Positioning: They’re Just Not That into You

Positioning: They’re Just Not That into You

When it comes to positioning, your product may be awesome, but your audience doesn’t know it yet. Like a famous film once said, they’re “just not that into you”.


Positioning pains

We often come across companies and clients that are unable to effectively articulate the value of what they do to their target audience. 
In other words, they find themselves face-to-face with a prospect, or better still, a lead, and the latter is confused and has too many questions: Why should I pay for this? Or even worse, “do they do the same as competitor x?”

It’s brutal. But they don’t get you. 
It’s as plain as day for you, or as a “droog” in A Clockwork Orange would put it, “As an unmuddied lake, sir. As clear as an azure sky of deepest summer”, but others don’t see it.

You may not know it yet, but you have a positioning problem. We’ve seen it all before and can give you a hand to tackle the issue.

What is positioning and why is it important?

Everyone has something to say about positioning. If we were to sit 10 marketing managers from leading companies around a table, no two of them would say the same thing. 
For us, the definition of April Dunford — a respected American consultant, speaker and actress in the field, with particular expertise in digital start-ups — hits the nail on the head:

Positioning defines how your product/service is a leader at delivering something that a well-defined set of customers cares a lot about.


Basically, what she is saying is that positioning defines why people should choose your product in a sea of alternatives. 


A practical method for addressing positioning

We’ll touch on a bit of theory in this section, but we’ll try to keep it short and sweet.
Whether your company is a start-up or has been around a while, you’ll still need to get to grips with your positioning for one reason or another, and figure out how to stand out from the crowd in a competitive market where your solution is just one of many in an ocean of products, services and brands.

The best way to approach positioning is to break it down into bite-sized pieces and ask yourself the right questions: our guru, April Dunford, has identified five. 
The clearer and more detailed your answers, the more able you’ll be to define the correct positioning for your products or services.


Let’s take a look at these together.

  1. Alternatives
    Or in other words: “what would your customers do if your product/service didn’t exist?”
    This question calls for more than just a summary of your direct competitors (those that spring to mind first, that do the same thing as you): have a good think about all the different alternatives possible. What would your customers do if your service didn’t exist? The answer might even be “nothing”.  

    Here’s a well-known example — Netflix — to help you get started:
    Netflix’s direct competitors are other video streaming platforms such as Amazon Prime Video, Hulu, Disney+, and so on.

======

SET EXERCISE 1
Decide whether each statement below agrees with the passage on positioning. Answer yes or no for each, and quote the deciding words. (a) April Dunford has identified five questions for approaching positioning. (b) Ten marketing managers from leading companies would all define positioning the same way. (c) Hulu is named as one of Netflix's direct competitors.

TASK MATERIAL

======

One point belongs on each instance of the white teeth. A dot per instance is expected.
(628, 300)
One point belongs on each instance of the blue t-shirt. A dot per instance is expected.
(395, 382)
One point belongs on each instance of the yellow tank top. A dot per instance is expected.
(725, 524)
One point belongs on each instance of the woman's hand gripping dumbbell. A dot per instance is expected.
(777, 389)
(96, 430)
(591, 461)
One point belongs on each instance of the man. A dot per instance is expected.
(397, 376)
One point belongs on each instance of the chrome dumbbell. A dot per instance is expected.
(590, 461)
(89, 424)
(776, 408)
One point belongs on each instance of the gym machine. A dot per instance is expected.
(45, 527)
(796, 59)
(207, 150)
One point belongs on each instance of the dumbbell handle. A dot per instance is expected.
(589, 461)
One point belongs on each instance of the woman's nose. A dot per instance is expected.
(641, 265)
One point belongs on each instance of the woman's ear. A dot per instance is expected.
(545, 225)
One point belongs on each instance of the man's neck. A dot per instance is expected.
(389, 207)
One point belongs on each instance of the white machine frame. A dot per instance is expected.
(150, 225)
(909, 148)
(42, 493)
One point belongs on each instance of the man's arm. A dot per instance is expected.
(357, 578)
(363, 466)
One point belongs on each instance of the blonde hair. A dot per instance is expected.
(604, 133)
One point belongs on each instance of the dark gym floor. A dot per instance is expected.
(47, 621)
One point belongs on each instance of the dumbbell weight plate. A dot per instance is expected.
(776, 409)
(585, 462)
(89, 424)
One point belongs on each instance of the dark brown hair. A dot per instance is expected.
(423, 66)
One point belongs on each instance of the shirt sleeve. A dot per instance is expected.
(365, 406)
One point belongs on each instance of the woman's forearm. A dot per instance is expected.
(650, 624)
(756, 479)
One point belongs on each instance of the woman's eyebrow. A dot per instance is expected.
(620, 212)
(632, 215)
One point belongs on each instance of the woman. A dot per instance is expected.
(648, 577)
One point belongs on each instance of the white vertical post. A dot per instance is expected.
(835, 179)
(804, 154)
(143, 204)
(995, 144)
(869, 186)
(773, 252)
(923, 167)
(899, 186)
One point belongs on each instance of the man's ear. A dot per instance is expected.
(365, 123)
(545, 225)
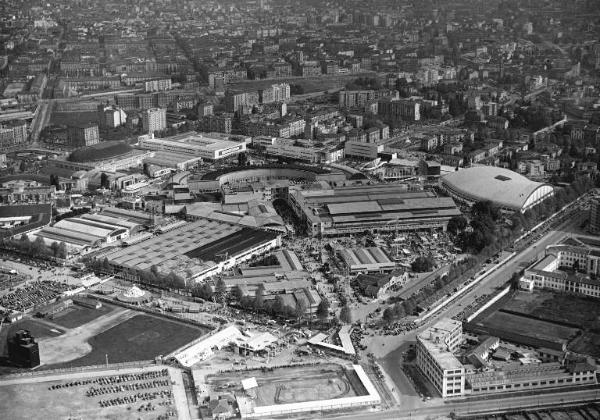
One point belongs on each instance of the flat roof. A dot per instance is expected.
(365, 256)
(233, 244)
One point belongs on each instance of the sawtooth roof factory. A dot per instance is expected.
(196, 250)
(507, 189)
(348, 210)
(206, 146)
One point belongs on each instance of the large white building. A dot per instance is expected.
(154, 119)
(203, 145)
(435, 357)
(572, 266)
(508, 190)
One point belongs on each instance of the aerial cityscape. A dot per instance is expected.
(276, 209)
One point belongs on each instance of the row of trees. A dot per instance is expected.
(36, 248)
(276, 307)
(432, 291)
(423, 264)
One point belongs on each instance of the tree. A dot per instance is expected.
(259, 298)
(388, 314)
(220, 287)
(242, 159)
(323, 309)
(300, 308)
(346, 315)
(54, 181)
(423, 264)
(104, 182)
(457, 224)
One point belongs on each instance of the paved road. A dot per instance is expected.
(500, 276)
(420, 282)
(437, 408)
(41, 118)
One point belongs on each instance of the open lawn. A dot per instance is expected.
(73, 118)
(587, 343)
(558, 307)
(76, 315)
(514, 327)
(36, 328)
(141, 337)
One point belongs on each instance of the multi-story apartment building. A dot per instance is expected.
(572, 266)
(205, 109)
(595, 216)
(399, 109)
(435, 357)
(220, 123)
(154, 119)
(83, 135)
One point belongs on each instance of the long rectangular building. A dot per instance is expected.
(196, 250)
(350, 210)
(194, 144)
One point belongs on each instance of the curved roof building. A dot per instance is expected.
(506, 189)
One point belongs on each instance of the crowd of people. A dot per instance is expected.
(151, 381)
(8, 281)
(131, 399)
(93, 392)
(32, 295)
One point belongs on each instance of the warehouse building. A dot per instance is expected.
(366, 260)
(86, 232)
(194, 144)
(197, 250)
(351, 210)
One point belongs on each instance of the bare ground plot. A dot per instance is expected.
(587, 343)
(546, 305)
(73, 118)
(137, 337)
(76, 315)
(33, 399)
(74, 343)
(295, 384)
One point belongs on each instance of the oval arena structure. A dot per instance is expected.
(507, 189)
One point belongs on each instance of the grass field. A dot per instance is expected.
(309, 84)
(37, 329)
(34, 400)
(533, 328)
(546, 305)
(76, 315)
(73, 118)
(142, 337)
(232, 244)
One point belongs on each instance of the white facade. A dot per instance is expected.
(362, 149)
(194, 144)
(154, 119)
(435, 358)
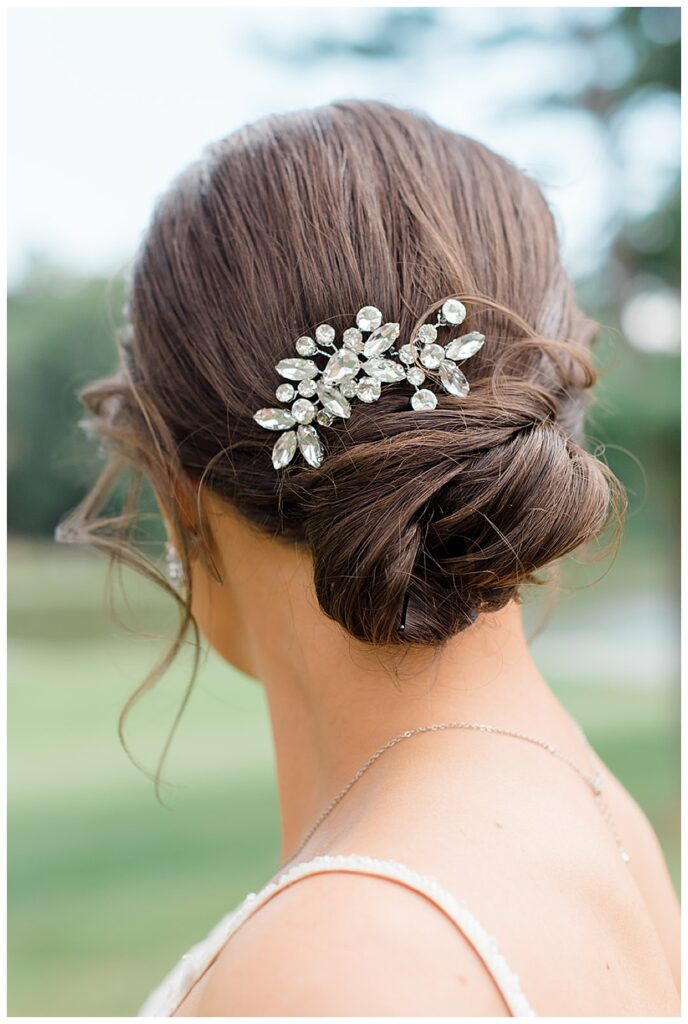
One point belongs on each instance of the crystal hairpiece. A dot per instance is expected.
(357, 370)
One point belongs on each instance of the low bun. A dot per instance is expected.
(425, 521)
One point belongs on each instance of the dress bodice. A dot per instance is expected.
(168, 995)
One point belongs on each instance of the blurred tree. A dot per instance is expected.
(60, 337)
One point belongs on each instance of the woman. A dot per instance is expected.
(354, 528)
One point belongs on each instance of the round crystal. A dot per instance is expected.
(307, 388)
(342, 365)
(369, 389)
(325, 334)
(427, 334)
(424, 399)
(353, 339)
(303, 411)
(432, 355)
(305, 345)
(369, 318)
(415, 375)
(454, 311)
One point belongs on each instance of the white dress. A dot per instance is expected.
(168, 995)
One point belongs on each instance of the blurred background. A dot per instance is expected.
(106, 886)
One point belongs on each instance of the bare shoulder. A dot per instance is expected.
(341, 944)
(648, 867)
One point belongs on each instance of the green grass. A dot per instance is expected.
(106, 887)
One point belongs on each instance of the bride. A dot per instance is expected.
(355, 377)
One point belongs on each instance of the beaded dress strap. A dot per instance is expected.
(170, 993)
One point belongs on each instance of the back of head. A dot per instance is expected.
(303, 219)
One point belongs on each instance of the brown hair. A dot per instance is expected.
(302, 219)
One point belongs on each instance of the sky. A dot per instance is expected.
(108, 104)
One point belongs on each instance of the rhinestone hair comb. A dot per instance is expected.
(357, 370)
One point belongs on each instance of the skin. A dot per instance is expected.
(507, 827)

======

SET EXERCISE 2
Offset the records by 137. Begin at the line "One point belongs on each instance of the white facade." and end at the last line of the records, including both ends. Reproduce every line in that span, requests included, and add 137 to each coordinate in the answers. Omit the pictures from what you write.

TASK RESULT 1
(a) Yes: "our guru, April Dunford, has identified five."
(b) No: "no two of them would say the same thing."
(c) Yes: "Netflix’s direct competitors are other video streaming platforms such as Amazon Prime Video, Hulu, Disney+, and so on."

TASK RESULT 2
One point belongs on each instance of the white facade. A dot per instance is expected.
(499, 286)
(331, 281)
(291, 256)
(572, 495)
One point belongs on each instance of the crystal hairpiece. A dot per instance is expected.
(494, 507)
One point belongs on each instance of the low bun. A dot per instance is expected.
(562, 658)
One point belongs on each instance of the dress bodice. A dot per instance is expected.
(305, 1132)
One point belongs on each instance of the blurred tree. A dot per instance is expected.
(197, 474)
One point belongs on each instance of the woman. A dot per instance is expected.
(491, 665)
One point belongs on each instance of the round crystal. A dot per instance is expected.
(444, 525)
(479, 502)
(506, 526)
(462, 471)
(564, 471)
(561, 536)
(490, 476)
(440, 548)
(569, 492)
(442, 482)
(506, 455)
(552, 512)
(591, 448)
One point belongs on each instance of the white dress. A dot per instance is expected.
(305, 1132)
One point belongs on each instance of the blurred background. A dot per instance is expected.
(243, 1023)
One point belongs on each instance of the bare shoulder. A dot per instance is expected.
(478, 1081)
(785, 1004)
One point belongs on each instance of the green grass. A dot per instance is expected.
(243, 1024)
One point belongs on each instance of the bride. A dot per instance is expected.
(492, 514)
One point belongs on each instance of the beaded dress strap. A dot per instance is expected.
(307, 1130)
One point belongs on each instance of the back of head. A dot per instance is expected.
(440, 356)
One point belongs on each instance of the brown hair. A dot per instance is expected.
(439, 356)
One point belongs on each instance of the sky. A dot per instance is expected.
(245, 241)
One point belongs on each instance of the rhinestone hair comb. A dot per instance is expected.
(494, 507)
One point belongs on each instance of the skin. A dot per instance is expected.
(644, 964)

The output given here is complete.